__WHAT THIS TASK INVOLVES__:
The full text of the records below, minus any pictures, should be given back word for word.

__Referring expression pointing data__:
━━━━━━━━━━━━━━━━━━━━

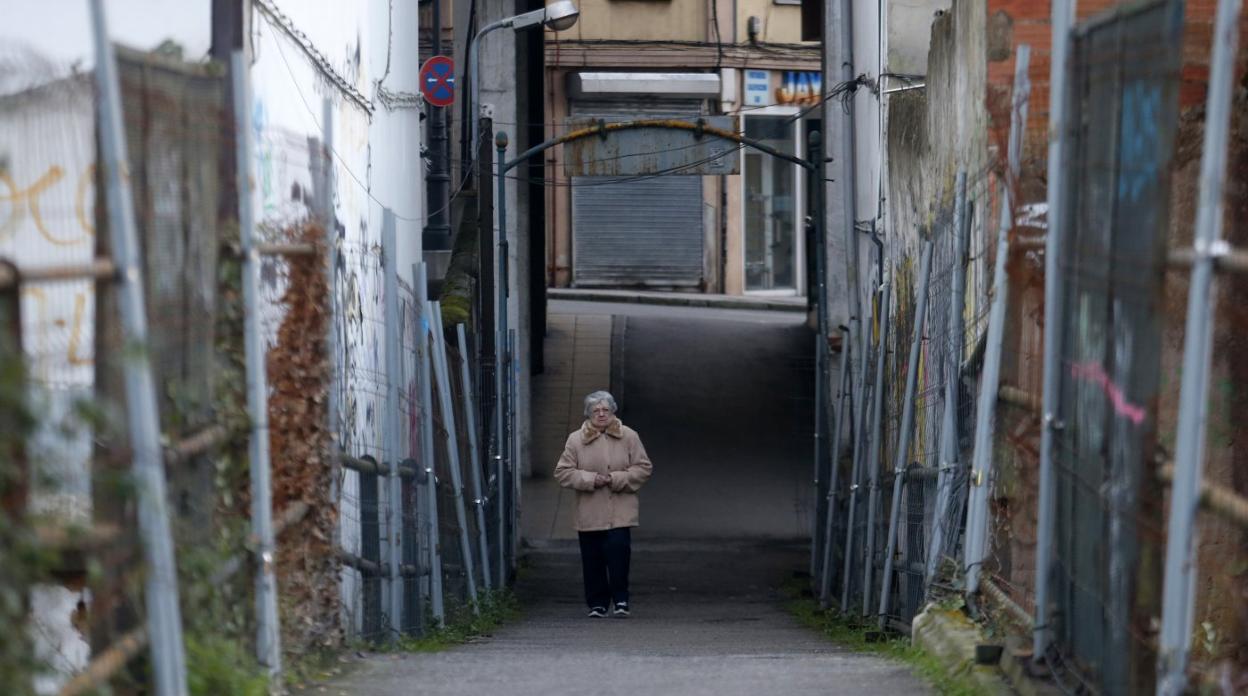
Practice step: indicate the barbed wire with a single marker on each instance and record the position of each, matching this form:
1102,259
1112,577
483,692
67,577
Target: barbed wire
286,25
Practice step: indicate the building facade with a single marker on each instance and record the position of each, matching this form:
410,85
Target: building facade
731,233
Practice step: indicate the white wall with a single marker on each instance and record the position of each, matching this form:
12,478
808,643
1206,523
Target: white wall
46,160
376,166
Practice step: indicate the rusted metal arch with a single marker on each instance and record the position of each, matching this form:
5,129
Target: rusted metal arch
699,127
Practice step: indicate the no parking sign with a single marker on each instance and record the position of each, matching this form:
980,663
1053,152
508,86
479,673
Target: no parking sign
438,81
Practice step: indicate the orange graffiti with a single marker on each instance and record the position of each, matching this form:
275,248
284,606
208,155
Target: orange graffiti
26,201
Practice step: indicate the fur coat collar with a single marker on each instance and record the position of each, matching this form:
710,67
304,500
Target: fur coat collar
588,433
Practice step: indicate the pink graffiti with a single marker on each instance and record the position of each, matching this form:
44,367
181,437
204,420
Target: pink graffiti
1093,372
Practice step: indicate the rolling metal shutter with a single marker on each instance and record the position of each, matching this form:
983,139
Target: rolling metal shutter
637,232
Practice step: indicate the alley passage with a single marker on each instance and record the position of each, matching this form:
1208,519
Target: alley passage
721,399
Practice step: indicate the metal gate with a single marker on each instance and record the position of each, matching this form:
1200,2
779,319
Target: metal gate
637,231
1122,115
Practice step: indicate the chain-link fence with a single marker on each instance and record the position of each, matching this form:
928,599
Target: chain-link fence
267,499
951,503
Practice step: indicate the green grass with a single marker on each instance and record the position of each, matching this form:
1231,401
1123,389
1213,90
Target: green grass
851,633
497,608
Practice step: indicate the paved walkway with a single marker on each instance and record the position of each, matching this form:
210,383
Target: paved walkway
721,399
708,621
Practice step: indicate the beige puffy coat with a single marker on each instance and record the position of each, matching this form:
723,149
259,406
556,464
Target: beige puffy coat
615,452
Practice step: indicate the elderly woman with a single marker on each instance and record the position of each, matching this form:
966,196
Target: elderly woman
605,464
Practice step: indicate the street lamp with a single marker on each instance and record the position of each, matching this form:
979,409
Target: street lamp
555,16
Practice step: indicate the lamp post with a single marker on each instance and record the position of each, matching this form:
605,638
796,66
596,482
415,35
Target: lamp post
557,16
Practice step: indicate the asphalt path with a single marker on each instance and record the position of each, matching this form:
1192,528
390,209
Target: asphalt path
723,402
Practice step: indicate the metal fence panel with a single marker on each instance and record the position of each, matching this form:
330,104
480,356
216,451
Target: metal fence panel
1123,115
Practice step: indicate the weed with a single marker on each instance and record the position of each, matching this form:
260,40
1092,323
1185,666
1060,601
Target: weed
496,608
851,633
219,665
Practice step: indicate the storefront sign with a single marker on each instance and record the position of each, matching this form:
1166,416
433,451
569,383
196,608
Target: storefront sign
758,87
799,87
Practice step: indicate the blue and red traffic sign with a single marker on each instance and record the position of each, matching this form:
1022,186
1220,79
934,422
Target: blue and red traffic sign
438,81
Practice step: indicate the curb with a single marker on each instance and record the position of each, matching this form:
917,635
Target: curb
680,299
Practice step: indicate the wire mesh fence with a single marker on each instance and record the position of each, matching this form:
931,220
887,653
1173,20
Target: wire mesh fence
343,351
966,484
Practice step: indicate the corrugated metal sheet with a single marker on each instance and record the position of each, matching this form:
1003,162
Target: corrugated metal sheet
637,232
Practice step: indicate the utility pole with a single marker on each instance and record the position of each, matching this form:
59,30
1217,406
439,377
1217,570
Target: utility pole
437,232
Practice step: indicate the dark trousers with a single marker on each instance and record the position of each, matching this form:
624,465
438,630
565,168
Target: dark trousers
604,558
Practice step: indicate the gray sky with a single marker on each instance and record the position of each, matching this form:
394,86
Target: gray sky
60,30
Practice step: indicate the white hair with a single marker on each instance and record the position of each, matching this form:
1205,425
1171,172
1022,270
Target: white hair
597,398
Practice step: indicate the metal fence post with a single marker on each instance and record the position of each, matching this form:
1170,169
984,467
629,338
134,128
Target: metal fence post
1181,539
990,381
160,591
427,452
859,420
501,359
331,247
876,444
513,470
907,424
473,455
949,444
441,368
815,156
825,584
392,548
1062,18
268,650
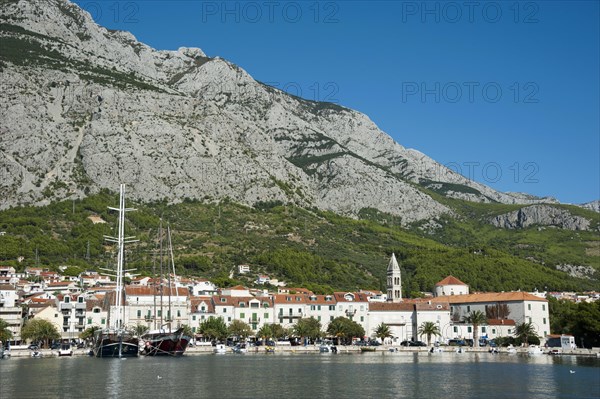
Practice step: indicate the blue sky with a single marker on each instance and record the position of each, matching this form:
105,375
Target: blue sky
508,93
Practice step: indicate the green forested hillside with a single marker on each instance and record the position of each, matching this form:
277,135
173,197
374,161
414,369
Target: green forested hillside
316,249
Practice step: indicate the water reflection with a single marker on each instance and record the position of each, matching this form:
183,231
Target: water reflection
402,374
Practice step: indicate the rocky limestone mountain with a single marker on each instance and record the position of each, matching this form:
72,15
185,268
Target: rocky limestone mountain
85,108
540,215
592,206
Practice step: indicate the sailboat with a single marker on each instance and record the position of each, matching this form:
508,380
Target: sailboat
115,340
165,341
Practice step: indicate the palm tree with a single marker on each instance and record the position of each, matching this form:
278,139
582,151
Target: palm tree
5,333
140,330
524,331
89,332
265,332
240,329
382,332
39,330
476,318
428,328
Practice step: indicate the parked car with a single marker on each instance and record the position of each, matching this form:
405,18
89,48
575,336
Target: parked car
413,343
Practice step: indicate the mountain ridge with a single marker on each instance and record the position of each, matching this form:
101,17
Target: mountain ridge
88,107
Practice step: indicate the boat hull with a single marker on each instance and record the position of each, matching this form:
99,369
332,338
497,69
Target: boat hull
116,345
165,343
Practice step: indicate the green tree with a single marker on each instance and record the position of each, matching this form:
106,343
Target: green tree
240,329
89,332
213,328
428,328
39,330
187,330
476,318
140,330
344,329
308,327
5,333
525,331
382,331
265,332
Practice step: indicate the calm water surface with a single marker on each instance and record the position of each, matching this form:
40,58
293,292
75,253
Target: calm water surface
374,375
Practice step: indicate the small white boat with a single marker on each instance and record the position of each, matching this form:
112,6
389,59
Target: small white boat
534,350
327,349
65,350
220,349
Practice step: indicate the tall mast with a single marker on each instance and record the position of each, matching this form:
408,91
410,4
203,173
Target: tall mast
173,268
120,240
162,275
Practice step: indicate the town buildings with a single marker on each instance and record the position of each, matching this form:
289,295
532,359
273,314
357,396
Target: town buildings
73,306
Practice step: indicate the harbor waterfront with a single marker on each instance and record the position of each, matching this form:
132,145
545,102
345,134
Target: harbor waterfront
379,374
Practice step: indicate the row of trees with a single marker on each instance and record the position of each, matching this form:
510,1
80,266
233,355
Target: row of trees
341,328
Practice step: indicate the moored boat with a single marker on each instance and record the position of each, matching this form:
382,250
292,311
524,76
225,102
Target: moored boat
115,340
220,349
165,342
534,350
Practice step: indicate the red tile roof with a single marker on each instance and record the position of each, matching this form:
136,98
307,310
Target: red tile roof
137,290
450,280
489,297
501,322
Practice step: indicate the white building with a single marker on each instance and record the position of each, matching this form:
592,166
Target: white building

━━━━━━━━━━━━━━━━━━━━

__SOLUTION__:
Practice step: indicate the barbed wire with a single marker on each instance and record the position of each, matching this form:
1102,259
1112,577
483,692
67,577
Target: barbed wire
286,25
Practice step: indicate the building facade with a single marker on each instance and record the position of each, matching this form:
410,85
Target: building facade
731,233
Practice step: indicate the white wall with a single marker on each instance and record the position of each, matching this form:
12,478
808,643
1206,523
Target: white wall
46,160
376,166
Practice step: indicate the rusted metal arch with a single marker on each instance and record the position of each, matching this form:
5,129
Target: rusted metal arch
699,127
Practice step: indicate the no parking sign with a single marker on each instance and record the position of each, matching this form:
980,663
1053,152
508,86
479,673
Target: no parking sign
438,81
Practice step: indicate the orange graffiti with a single marker on each instance and record the position of each, matching this form:
275,248
284,606
208,155
Target: orange graffiti
26,201
Practice step: indicate the fur coat collar with a single marker on each instance and record the position of each, matching this form:
710,67
304,500
Target: fur coat collar
588,433
Practice step: indicate the pink graffiti with a single marker on each instance and record the position of each, matching this form:
44,367
181,437
204,420
Target: pink graffiti
1093,372
Practice step: indicate the rolling metal shutter with a single marker on each instance and record the position of each, matching this form:
983,139
Target: rolling metal shutter
637,232
Practice step: indicate the alley passage with a single marker on each instance and record the position of each, matching this form:
1208,519
Target: alley passage
721,399
Practice step: indicate the metal gate with a single marker on each instance and record the position of each, matching this form:
1200,2
779,319
Target: metal gate
637,231
1122,115
Practice step: indicate the chain-link fence with a single marker on each instance and record the position of each, matching this form:
928,599
Target: chain-link fence
267,499
951,503
Practice step: indicate the green grass with a single marker on each instance and record the position of each, matching this form:
1231,401
1123,389
1213,90
Target: green grass
851,633
497,608
Practice step: indicate the paved walkway with a single marker on each instance and record the position of each, matching this form:
210,383
Target: paved walkway
721,399
708,621
Practice step: indicate the beige puffy coat with a single marker on each instance and record the position of each, matching this form:
723,149
259,406
556,464
Target: beige puffy coat
615,452
Practice step: indicate the elderly woman with a single marker on each instance and record the position of each, matching this form:
966,196
Target: elderly woman
605,464
Practice step: indicate the street lamp with a single marker on each instance and record the position of each, matching this form:
979,409
Target: street lamp
555,16
Practice step: indicate the lamp post with a single marker on each instance and record the position of each, matching this form:
605,638
796,66
596,482
415,35
Target: lamp post
557,16
Practice step: indicate the asphalt path with a single marker on each instance and record the position of each, matching this form:
1192,528
390,209
Target: asphalt path
723,402
Practice step: indicate the metal fence panel with a single marker on each instance and record the position of each, matching this form:
330,104
480,356
216,451
Target: metal fence panel
1123,115
Practice step: indicate the weed with a single marker on each instance and record the position of each, matching this form:
260,40
1092,323
1185,666
1060,601
Target: weed
496,608
851,633
219,665
Practice step: indicate the storefront sign with a single marker on each instance and record the position of each, matching this form:
1166,416
433,451
569,383
196,608
Target: storefront sign
758,87
799,87
Practice step: indicate the blue and red traffic sign with a single marker on each instance and record the position of each, matching this form:
1022,186
1220,79
934,422
Target: blue and red traffic sign
438,81
Practice step: indicate the curb with a single marker on each instance and record the position of each, matching this form:
917,635
Target: curb
680,299
Practice step: indicate the wire mesh fence with a single marker on each instance and record the position of each, matching this form:
931,220
887,653
1173,20
Target: wire mesh fence
343,351
966,484
Practice step: indicate the corrugated metal sheet with a single marker on each instance and record the position of each, matching this form:
1003,162
Target: corrugated metal sheet
637,232
Practice step: indicate the utility pole with a single marker on each instance and record the position of each, matching this form:
59,30
1217,406
439,377
1217,570
Target: utility pole
437,232
Practice step: indicate the dark trousers with a single marker on each instance and record the position of each, matching this form:
624,465
438,630
565,168
Target: dark trousers
604,558
Practice step: indicate the gray sky with a single marker on each instance and record the position of each, matching this form:
394,86
Target: gray sky
60,30
Practice step: indicate the white hair with a single marker on each instance and record the position of each, matching this form:
1205,425
1171,172
1022,270
Target: white hair
597,398
Practice step: indicate the metal fence post with a single marker on each instance and record the position of each, matching this form:
1170,169
984,467
629,338
134,128
Target: metal fence post
1181,539
990,381
160,591
427,452
859,420
501,359
331,247
876,444
513,470
907,424
473,455
949,444
441,368
815,156
825,584
392,548
1062,18
268,650
Practice step: indicate the blue sky with a single marker on each instance and record the position of each, matching this form:
105,375
Target: blue sky
508,93
Practice step: indicate the green forested hillside with a single marker on each instance and record the position of each, matching this form:
277,135
173,197
374,161
414,369
Target: green forested hillside
316,249
Practice step: indicate the water reflection with a single marker on each instance and record the position of each, matching this form:
183,231
Target: water reflection
402,374
Practice step: indicate the rocky limestone mountain with a single marker on each instance and record the position of each, matching this form:
72,15
185,268
Target: rocky limestone mountain
85,108
540,215
592,206
Practice step: indicate the sailboat with a single marker on each instance and record the position of each, matching this form:
508,380
Target: sailboat
115,340
165,341
Practice step: indicate the palm tree with a single marker on each instance and record the position of each, matching this form:
278,139
582,151
Target: palm tree
5,333
140,330
524,331
89,332
265,332
240,329
382,332
39,330
476,318
428,328
Practice step: indicate the parked car with a single marker on each instance and record the position of each, matching this form:
405,18
89,48
575,336
Target: parked car
413,343
Practice step: indicate the mountain ridge with a single marker on each instance and record the position of each, matching this form:
101,17
Target: mountain ridge
88,107
Practice step: indicate the boat hull with a single marker on each instance and record the position of each, matching this form:
99,369
332,338
497,69
Target: boat hull
116,345
165,343
Practice step: indicate the green tree with a single marker on each instance and record the position of each, matching this form:
106,343
Target: green tree
240,329
89,332
213,328
428,328
39,330
187,330
476,318
140,330
344,329
308,327
5,333
525,331
382,331
265,332
Practice step: indicate the calm water surface with a single marker on each instance and record the position of each, matching this form:
40,58
293,292
75,253
Target: calm water surface
374,375
Practice step: indicate the small white boat with a single marker on each instance and record the position of each, matching this form:
112,6
389,59
Target: small white boat
534,350
327,349
65,350
220,349
Practice step: indicate the tall mast with a single marker on each instance and record the position of each, matching this form:
408,91
410,4
203,173
Target: tall mast
173,268
120,240
162,275
Practice step: indicate the town buildings with a single marker on each instance and record the position of each, matching this form:
289,295
532,359
273,314
357,396
Target: town buildings
73,306
Practice step: indicate the harbor waterfront with a single marker on each instance and record the position of each, matching this form:
132,145
545,102
345,134
Target: harbor waterfront
379,374
Practice step: indicate the row of trees with a single marker on each instance and record the position of each, matching this form:
510,1
80,266
233,355
Target: row of trees
341,328
Practice step: indicate the moored boat with a single marker on each instance and record the position of each, matching this form:
382,250
292,311
524,76
225,102
Target: moored boat
115,340
220,349
165,342
534,350
Practice step: indicate the red tile roof with a single marker on each instance and record the position of each, matching this form:
136,98
307,310
Target: red tile roof
137,290
450,280
489,297
501,322
Practice step: indicate the white building with a single marker on each instance and record the position of each, matching this form:
592,166
Target: white building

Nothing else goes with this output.